Passage for review Start Marker

Bartlett’s study showed how our cultural expectations or stereotypes lead to predictable changes in memory. Stereotypes are schemas that summarize large amounts of information. Like schemas, stereotypes influence memory. He argued that schemas affect the retrieval process rather than the initial storage, but a study by Cohen (1981) suggested that schemas and stereotypes are important at both stages of memory: initial storage and retrieval.
The effects of leading questions
An eyewitness’s testimony about an event can be affected by the questions that are asked. For example, if the experimenter asks, “did you see the broken headlight?” rather than “did you see a broken headlight?” the use of the word “the” suggests there was a broken headlight and therefore the participant goes on to build up a memory for that headlight (Loftus and Zanni 1975). The language used in questioning eyewitnesses may alter what they remember.
Loftus and Palmer (1975) showed their participants a series of projector slides of a multiple car accident. The participants then answered specific questions. It was found out that the information implicit in the question affected memory, even though the questions apparently only differed slightly. Loftus later showed that even small differences in the way which a question is asked can have a marked effect.
Memory for faces
Much eyewitness testimony involves identifying a person glimpsed in poor conditions and then recalling their face and/or other characteristics. The data is often incomplete and therefore recall is prone to be influenced by schemas and stereotypes. Under normal conditions, how do people recognize faces? Recognition can be unreliable partly because of the surprise element, nobody necessarily expects to witness a crime and also because of changes in context and appearance. In a brief glimpse, the face of a person is not the main focus of attention. Familiarity is a large part of face recognition. We are more likely to recognize somebody that we know rather than a total stranger.
Bruce and Young (1986) have proposed a model for face recognition which suggests that there are two different mechanisms for familiar and unfamiliar face recognition. There is evidence from the study of brain-damaged patients to support this idea. It has been suggested that the recognition of unfamiliar faces involves feature detection, whereas familiar face recognition involves configural recognition.

Passage for review End Marker
Data section Start Marker

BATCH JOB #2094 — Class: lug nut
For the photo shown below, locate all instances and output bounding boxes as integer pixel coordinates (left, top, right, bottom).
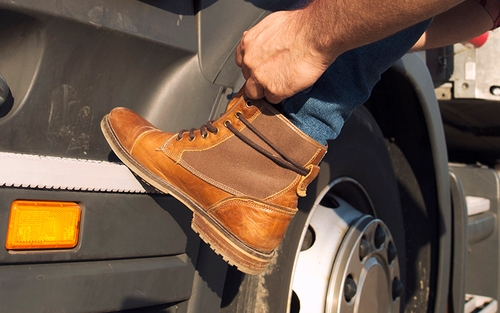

Data section End Marker

Actions to take →
(1) Copy the passage on eyewitness memory above word for word, from "Bartlett’s study showed" to "storage and retrieval.", inclusive.
(2) Render this sentence from the passage on eyewitness memory into Spanish: "Familiarity is a large part of face recognition."

Solution set →
(1)
Bartlett’s study showed how our cultural expectations or stereotypes lead to predictable changes in memory. Stereotypes are schemas that summarize large amounts of information. Like schemas, stereotypes influence memory. He argued that schemas affect the retrieval process rather than the initial storage, but a study by Cohen (1981) suggested that schemas and stereotypes are important at both stages of memory: initial storage and retrieval.

(2) La familiaridad es una gran parte del reconocimiento facial.